## The task:
Please quote only the lines that start at the one with "of the sunlit" and go on to the last line of the data, both ends kept.

## Raw records:
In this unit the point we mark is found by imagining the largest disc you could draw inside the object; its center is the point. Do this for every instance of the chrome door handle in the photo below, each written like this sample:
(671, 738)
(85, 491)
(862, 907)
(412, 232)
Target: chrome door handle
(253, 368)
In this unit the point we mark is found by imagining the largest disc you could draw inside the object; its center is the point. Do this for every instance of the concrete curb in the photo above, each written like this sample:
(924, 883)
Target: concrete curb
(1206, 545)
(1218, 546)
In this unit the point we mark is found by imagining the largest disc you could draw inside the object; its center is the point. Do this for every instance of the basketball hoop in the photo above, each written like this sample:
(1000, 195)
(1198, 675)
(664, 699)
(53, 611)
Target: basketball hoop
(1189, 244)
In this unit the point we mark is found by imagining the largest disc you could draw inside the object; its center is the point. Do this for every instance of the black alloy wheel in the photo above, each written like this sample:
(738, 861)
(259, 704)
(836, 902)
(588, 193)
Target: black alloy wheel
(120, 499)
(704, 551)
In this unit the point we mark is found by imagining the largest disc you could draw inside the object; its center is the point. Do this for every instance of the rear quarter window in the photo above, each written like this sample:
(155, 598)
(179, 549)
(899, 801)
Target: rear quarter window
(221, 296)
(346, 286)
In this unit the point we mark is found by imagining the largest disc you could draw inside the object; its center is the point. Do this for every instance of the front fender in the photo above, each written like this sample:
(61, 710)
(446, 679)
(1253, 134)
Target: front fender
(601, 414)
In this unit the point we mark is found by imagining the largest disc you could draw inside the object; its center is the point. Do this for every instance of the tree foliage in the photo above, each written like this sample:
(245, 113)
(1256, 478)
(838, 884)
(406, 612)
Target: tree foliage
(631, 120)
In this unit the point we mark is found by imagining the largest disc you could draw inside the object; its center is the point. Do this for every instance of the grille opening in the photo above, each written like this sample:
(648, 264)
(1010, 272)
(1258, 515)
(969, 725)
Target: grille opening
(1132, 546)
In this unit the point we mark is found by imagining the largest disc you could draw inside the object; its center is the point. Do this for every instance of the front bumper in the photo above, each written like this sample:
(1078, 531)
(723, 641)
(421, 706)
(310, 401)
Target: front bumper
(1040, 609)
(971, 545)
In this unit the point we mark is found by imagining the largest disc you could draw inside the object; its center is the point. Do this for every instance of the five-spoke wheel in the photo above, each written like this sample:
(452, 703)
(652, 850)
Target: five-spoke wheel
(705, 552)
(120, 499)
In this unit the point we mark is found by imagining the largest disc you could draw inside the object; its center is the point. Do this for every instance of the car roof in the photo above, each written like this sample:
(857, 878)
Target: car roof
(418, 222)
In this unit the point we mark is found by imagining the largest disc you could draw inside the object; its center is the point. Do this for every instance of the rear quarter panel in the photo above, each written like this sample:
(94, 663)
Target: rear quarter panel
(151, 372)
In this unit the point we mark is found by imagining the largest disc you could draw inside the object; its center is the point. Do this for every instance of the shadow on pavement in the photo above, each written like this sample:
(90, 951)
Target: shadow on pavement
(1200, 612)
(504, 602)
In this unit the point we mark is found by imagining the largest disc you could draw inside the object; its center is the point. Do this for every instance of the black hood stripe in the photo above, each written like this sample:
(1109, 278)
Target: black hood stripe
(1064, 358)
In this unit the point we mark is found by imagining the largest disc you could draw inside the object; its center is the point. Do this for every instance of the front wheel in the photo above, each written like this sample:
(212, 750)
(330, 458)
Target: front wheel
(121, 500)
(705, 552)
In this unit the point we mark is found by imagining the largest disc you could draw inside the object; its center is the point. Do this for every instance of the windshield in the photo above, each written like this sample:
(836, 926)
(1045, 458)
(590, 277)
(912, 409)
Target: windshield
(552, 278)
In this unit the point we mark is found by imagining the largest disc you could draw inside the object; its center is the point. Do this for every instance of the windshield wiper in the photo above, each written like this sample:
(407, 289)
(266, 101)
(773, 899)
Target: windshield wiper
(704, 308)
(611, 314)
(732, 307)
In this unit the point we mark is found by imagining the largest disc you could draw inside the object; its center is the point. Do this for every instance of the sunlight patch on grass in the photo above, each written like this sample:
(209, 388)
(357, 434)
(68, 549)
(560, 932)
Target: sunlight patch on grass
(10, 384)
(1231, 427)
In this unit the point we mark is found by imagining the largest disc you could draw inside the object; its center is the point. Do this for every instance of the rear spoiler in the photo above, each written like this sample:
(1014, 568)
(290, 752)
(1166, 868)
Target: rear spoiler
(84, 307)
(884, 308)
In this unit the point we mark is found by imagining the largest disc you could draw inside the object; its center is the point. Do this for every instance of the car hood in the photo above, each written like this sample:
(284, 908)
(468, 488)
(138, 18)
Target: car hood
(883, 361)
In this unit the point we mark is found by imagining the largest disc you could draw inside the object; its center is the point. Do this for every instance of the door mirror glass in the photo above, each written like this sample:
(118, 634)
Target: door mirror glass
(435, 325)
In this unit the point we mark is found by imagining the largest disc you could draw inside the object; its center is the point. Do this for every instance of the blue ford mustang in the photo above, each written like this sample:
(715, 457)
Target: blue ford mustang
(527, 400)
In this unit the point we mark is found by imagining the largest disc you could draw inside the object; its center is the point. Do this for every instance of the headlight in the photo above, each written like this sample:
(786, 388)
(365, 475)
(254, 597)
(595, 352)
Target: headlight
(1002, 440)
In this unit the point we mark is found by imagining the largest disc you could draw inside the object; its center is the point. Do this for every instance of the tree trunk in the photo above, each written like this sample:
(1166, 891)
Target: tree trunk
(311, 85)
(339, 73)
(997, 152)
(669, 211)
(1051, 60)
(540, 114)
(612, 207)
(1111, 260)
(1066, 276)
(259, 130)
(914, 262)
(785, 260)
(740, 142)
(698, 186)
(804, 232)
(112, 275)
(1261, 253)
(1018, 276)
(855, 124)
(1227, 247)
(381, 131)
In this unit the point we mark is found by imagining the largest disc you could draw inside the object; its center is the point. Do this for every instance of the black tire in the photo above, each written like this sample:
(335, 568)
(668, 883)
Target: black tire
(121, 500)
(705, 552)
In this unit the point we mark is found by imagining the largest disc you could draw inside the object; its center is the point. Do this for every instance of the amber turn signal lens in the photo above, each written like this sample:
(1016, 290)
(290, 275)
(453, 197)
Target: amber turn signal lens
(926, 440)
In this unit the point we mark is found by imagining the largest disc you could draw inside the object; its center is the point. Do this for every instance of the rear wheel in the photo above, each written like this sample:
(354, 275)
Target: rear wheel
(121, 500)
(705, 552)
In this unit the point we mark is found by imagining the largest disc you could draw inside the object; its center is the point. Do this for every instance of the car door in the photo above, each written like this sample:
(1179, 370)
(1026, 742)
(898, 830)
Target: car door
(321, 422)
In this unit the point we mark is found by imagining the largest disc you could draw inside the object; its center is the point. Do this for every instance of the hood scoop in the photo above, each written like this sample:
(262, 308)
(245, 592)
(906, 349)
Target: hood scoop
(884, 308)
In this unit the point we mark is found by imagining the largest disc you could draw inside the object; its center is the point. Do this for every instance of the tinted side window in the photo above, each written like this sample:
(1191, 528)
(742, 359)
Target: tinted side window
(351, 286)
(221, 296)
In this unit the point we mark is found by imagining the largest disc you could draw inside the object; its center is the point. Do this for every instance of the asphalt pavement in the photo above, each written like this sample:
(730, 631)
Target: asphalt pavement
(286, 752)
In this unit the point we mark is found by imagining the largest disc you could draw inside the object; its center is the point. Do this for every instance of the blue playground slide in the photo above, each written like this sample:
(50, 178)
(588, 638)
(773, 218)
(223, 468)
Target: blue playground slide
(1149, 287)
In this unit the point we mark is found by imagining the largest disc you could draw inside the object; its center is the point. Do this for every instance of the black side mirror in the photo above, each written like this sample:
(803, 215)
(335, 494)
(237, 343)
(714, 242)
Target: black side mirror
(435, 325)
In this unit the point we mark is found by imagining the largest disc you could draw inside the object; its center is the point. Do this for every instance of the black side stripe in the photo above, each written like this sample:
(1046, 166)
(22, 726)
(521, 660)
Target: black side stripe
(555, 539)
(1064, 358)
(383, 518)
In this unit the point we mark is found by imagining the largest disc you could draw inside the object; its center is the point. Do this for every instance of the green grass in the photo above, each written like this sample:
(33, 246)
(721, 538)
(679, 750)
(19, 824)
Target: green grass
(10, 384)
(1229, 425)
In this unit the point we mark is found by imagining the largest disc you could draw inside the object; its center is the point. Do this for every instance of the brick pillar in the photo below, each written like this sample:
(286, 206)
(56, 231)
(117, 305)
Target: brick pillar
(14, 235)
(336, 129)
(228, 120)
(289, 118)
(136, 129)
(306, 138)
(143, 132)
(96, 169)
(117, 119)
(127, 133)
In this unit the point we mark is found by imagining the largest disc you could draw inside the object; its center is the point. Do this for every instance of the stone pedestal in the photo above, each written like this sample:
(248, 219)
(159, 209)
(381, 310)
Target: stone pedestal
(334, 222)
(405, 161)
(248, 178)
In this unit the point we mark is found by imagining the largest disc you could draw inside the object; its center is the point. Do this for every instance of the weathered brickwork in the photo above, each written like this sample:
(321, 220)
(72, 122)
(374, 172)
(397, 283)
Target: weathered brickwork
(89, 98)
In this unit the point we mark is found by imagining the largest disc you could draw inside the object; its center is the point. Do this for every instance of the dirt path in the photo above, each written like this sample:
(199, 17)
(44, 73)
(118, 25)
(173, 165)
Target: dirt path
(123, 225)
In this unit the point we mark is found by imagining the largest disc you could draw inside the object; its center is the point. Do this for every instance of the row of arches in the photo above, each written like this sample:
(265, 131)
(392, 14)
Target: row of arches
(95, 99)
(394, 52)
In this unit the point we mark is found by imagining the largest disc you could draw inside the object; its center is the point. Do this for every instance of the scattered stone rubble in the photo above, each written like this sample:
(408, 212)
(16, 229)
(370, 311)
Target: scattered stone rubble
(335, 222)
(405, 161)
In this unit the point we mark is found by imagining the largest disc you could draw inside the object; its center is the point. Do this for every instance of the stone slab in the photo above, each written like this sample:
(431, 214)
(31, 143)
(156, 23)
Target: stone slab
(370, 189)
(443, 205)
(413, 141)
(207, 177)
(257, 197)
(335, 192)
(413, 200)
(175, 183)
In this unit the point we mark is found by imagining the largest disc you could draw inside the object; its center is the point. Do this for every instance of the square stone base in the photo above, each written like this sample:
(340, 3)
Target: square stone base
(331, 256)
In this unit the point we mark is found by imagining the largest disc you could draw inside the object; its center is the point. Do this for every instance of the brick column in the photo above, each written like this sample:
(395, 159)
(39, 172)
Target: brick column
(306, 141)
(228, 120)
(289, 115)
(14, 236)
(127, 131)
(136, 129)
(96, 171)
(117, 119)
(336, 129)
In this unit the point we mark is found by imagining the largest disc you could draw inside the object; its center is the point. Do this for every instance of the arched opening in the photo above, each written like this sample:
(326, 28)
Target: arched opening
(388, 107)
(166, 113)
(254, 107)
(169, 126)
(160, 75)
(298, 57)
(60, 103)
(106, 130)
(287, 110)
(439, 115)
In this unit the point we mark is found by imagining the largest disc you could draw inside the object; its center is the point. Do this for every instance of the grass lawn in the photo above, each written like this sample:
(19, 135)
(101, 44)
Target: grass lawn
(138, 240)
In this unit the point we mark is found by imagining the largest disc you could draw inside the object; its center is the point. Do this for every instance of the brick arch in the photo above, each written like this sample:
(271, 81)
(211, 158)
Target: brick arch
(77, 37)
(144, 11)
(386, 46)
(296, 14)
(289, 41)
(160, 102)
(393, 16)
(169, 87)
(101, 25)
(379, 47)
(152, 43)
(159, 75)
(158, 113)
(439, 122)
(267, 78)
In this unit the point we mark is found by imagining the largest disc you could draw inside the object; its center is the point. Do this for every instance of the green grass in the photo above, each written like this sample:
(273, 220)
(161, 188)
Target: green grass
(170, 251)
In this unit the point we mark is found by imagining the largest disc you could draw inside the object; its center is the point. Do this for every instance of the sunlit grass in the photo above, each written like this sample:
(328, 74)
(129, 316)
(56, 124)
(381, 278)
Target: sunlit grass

## Output for this exercise:
In this unit the point we mark is found by imagining the largest disc you could draw inside the object; its center is the point. Do this for every instance of the sunlit grass in the photo above, each written like this sample:
(328, 74)
(129, 316)
(56, 124)
(381, 278)
Target: sunlit grass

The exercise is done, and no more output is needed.